Coordinate annotation records:
## Begin
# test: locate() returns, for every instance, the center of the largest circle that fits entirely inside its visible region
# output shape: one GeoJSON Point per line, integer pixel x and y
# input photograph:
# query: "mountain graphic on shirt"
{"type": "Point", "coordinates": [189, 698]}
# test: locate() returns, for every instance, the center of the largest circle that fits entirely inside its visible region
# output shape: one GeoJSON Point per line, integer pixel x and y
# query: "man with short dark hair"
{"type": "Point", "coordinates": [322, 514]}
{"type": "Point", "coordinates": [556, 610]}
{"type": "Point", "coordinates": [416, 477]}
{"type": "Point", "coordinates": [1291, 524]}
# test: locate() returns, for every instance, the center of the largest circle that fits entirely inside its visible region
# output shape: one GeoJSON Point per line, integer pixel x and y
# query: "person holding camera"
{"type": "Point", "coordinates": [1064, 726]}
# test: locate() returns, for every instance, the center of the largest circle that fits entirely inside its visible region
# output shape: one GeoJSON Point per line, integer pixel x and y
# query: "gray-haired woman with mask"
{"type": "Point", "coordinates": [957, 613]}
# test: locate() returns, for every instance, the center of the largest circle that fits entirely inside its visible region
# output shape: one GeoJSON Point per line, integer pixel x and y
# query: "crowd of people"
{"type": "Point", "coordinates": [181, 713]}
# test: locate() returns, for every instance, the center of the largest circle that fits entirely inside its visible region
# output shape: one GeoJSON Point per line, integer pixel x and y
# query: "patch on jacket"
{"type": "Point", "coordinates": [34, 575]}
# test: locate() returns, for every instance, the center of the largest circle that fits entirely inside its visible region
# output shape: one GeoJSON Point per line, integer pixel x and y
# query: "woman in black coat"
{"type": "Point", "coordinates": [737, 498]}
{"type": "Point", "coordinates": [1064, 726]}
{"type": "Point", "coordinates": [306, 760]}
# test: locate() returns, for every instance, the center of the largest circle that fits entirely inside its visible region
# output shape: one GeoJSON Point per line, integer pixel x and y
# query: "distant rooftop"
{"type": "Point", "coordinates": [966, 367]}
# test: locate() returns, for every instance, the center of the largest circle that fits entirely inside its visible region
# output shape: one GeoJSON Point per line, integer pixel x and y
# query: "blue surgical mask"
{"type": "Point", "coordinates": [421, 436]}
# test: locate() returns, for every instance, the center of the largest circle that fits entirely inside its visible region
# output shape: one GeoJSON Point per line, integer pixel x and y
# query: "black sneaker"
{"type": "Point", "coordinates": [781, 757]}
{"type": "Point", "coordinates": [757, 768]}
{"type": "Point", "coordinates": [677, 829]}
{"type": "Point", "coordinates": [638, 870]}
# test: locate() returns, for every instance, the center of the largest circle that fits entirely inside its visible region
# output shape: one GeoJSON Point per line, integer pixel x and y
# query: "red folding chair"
## End
Extract the whole listing, character for character.

# test: locate() returns, for every instance, the center of the largest circle that fits entirely inside its visible region
# output shape: one GeoJSON Point per line, integer pixel x and y
# input photograph:
# query: "mountain graphic on shirt"
{"type": "Point", "coordinates": [189, 698]}
# test: locate() returns, for every instance, the center of the largest circle that fits entirely inside its visible region
# output shape: one GeoJSON Point per line, integer pixel x and y
# query: "man with short dark hair"
{"type": "Point", "coordinates": [322, 514]}
{"type": "Point", "coordinates": [556, 610]}
{"type": "Point", "coordinates": [416, 477]}
{"type": "Point", "coordinates": [1291, 524]}
# test: locate() returns, for every instance, the center of the largest circle that fits entirely inside its visible region
# output shape: one GeoJSON Point per line, integer pixel x and y
# query: "person holding camera"
{"type": "Point", "coordinates": [1064, 726]}
# test: locate() returns, for every instance, the center of the largest circle that fits entirely inside its visible region
# output shape: one GeoJSON Point per line, integer pixel x and y
# query: "gray-haired woman with mask"
{"type": "Point", "coordinates": [957, 613]}
# test: locate() returns, for every instance, the center of the largest circle that fits entirely inside its visible region
# output shape: one GeoJSON Point per line, integer pixel x and y
# query: "crowd of people"
{"type": "Point", "coordinates": [181, 713]}
# test: locate() returns, for every instance, the center of the largest circle that fits entirely inside its visible region
# output shape: one GeoJSON Point per line, integer pixel x and y
# query: "patch on jacket"
{"type": "Point", "coordinates": [34, 575]}
# test: locate() returns, for every instance, the center of the largest circle that fits entirely inside its visible region
# output shape: one GeoJSON Point per line, integer pixel x and y
# query: "woman in black coat"
{"type": "Point", "coordinates": [737, 498]}
{"type": "Point", "coordinates": [1064, 726]}
{"type": "Point", "coordinates": [306, 760]}
# test: locate() returns, for every instance, the center of the largest circle that fits entirely inside its visible region
# output shape: one GeoJSON Point per line, integer pixel x and y
# query: "distant rooftop"
{"type": "Point", "coordinates": [966, 367]}
# test: locate() returns, for every instance, the center of the largest circle that fits entirely inside its visible region
# output shape: one GeoJSON Point per line, integer pixel x and y
# query: "blue surgical mask"
{"type": "Point", "coordinates": [421, 436]}
# test: locate() returns, for every instance, the center of the largest circle that fits entirely inside its visible region
# output shape: one GeoJSON Point per line, integer pixel x and y
# query: "black sneaker"
{"type": "Point", "coordinates": [781, 757]}
{"type": "Point", "coordinates": [757, 768]}
{"type": "Point", "coordinates": [677, 829]}
{"type": "Point", "coordinates": [638, 870]}
# test: locate() returns, for every instance, the center of the largest circle that fits entirely inside its visible region
# output shape: one GeoJSON Point per line, integer pixel x and y
# query: "red folding chair"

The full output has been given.